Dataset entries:
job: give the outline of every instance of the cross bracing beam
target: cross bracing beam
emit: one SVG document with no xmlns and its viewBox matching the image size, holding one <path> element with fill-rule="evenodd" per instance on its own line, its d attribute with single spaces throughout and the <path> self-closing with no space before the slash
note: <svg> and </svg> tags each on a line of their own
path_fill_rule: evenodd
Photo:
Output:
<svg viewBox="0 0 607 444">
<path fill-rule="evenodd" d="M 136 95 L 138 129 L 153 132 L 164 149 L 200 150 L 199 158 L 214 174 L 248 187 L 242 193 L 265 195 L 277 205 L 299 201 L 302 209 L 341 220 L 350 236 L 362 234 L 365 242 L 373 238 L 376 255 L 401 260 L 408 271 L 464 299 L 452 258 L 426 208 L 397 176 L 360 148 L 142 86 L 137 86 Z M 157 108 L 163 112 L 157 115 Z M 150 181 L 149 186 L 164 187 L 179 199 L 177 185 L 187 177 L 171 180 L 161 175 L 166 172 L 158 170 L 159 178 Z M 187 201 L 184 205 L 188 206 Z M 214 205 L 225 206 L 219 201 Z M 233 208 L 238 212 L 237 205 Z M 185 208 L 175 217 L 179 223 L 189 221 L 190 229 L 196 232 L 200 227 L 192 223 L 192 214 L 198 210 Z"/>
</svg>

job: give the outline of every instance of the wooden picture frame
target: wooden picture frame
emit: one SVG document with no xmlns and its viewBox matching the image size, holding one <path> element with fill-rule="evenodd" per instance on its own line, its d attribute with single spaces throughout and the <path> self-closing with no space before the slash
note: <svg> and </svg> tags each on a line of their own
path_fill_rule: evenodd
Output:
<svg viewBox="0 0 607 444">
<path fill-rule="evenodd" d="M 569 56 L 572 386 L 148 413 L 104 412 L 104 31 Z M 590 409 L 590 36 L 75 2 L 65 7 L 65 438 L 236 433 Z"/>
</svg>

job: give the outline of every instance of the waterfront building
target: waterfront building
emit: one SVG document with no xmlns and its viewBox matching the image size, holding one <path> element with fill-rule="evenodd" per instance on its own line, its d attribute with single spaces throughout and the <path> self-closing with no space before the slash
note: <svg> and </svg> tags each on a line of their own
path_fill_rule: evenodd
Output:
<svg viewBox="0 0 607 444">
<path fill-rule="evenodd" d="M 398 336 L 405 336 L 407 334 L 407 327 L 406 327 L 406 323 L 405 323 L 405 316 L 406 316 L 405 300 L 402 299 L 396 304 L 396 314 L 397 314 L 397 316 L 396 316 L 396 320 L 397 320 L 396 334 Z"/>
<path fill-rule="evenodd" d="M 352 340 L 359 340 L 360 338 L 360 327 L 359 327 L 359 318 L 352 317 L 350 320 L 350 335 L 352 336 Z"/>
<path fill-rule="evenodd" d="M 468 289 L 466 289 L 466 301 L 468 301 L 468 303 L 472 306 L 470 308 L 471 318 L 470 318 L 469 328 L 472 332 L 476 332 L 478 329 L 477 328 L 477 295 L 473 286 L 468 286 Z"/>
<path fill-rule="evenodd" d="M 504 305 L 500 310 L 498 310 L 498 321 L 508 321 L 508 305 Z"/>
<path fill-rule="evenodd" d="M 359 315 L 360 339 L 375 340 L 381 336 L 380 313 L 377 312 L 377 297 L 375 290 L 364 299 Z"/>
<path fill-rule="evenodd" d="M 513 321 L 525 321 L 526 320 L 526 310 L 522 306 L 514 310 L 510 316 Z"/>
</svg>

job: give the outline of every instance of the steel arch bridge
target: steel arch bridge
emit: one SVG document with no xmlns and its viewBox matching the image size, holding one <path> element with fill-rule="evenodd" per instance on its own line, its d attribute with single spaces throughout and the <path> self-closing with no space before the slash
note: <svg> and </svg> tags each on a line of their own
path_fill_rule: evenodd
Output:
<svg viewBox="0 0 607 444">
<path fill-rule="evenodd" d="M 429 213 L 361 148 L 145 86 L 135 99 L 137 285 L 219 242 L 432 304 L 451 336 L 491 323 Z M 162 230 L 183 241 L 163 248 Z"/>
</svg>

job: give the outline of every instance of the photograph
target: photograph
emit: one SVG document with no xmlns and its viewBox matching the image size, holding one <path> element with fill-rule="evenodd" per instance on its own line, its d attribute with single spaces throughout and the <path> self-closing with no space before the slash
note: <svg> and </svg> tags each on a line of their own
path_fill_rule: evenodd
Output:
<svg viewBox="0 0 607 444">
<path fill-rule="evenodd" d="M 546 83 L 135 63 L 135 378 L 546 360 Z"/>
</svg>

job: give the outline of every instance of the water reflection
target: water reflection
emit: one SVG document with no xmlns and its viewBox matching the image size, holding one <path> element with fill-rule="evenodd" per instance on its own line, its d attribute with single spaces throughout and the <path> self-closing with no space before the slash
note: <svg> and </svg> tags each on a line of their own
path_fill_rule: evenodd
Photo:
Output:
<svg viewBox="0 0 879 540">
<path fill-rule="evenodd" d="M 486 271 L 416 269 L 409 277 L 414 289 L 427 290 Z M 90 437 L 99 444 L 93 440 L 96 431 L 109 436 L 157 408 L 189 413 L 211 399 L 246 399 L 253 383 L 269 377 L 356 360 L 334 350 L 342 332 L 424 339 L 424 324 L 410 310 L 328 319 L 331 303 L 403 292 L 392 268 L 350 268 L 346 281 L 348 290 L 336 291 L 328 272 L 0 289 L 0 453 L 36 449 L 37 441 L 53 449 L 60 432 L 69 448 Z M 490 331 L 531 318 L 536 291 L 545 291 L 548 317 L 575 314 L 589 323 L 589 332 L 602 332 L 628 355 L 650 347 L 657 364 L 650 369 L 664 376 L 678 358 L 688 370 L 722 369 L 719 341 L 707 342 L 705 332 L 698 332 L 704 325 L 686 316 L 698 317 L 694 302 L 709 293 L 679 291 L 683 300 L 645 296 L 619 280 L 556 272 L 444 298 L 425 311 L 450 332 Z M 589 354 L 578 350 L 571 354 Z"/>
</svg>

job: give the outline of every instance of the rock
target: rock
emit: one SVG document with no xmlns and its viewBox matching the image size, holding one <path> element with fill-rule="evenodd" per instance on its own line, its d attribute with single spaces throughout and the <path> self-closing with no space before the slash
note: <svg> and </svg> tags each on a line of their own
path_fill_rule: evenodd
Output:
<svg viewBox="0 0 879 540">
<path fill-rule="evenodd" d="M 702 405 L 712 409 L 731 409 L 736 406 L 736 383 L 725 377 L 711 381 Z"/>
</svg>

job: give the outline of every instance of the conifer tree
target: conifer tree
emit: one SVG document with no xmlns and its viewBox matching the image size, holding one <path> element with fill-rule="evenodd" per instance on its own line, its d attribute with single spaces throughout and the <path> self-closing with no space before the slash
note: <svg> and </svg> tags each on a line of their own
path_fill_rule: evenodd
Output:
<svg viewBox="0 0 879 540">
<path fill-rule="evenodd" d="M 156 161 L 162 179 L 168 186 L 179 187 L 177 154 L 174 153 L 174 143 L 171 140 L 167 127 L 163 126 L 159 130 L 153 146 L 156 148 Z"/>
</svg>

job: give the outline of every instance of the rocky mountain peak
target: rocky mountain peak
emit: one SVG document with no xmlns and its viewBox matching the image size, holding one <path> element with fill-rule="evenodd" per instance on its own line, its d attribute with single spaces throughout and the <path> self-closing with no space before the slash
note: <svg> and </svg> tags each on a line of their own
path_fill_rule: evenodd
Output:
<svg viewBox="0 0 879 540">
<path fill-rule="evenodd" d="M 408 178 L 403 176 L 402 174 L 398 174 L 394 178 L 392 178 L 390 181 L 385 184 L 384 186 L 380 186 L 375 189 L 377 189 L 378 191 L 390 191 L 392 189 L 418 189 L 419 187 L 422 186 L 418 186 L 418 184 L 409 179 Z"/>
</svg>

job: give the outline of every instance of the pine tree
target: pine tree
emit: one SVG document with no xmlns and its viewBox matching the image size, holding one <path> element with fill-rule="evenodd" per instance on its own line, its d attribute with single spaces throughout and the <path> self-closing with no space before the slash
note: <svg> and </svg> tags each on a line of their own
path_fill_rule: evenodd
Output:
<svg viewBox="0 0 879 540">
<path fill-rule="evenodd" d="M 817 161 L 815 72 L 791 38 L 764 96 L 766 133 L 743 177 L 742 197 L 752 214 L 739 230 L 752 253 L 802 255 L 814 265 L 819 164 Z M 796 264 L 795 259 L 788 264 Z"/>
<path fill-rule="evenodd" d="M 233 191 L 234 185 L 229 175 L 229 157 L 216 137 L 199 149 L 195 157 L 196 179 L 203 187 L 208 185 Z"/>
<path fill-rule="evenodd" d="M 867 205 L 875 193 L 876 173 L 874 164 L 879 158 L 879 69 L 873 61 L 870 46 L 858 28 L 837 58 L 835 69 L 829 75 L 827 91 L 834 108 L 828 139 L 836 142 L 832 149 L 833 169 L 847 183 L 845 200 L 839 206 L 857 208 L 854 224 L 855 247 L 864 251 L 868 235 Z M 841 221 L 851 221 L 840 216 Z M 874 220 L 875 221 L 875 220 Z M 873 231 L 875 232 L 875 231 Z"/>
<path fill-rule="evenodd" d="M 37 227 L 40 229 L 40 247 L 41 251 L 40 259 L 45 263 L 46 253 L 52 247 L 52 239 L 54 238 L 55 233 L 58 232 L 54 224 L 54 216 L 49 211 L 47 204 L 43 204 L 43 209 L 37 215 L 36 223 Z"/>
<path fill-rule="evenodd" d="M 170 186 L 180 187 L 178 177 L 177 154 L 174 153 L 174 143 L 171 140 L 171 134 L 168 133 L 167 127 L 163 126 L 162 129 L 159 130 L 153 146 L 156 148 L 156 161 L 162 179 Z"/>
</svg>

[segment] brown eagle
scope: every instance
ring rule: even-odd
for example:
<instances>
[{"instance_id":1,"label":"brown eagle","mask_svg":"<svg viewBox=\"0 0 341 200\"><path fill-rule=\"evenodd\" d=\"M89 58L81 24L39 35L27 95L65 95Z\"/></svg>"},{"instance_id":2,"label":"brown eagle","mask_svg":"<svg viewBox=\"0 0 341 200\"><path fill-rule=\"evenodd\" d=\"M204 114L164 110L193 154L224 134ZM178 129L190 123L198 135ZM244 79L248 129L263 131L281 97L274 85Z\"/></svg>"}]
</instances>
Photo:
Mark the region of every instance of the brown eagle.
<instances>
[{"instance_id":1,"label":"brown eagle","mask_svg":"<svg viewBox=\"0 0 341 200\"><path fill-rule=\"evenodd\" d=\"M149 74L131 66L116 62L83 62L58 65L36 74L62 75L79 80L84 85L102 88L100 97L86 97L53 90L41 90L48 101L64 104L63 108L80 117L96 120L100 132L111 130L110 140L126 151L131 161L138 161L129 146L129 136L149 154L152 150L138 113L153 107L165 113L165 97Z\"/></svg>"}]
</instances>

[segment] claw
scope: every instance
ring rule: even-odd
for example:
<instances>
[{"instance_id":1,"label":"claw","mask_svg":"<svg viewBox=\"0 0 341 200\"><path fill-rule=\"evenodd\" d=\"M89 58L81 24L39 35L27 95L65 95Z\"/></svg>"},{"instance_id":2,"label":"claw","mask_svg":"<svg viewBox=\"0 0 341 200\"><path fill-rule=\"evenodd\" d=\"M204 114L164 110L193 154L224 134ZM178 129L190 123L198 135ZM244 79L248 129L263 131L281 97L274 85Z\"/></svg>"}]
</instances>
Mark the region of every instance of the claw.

* **Exercise instructions**
Rewrite the lines from the start of the items through the line containing "target: cross bracing beam", inclusive, as a Markdown table with columns Row and Line, leaving out blank lines.

* **Written answer**
| Row | Line |
|---|---|
| 1 | job: give the outline of every instance of the cross bracing beam |
| 2 | target: cross bracing beam |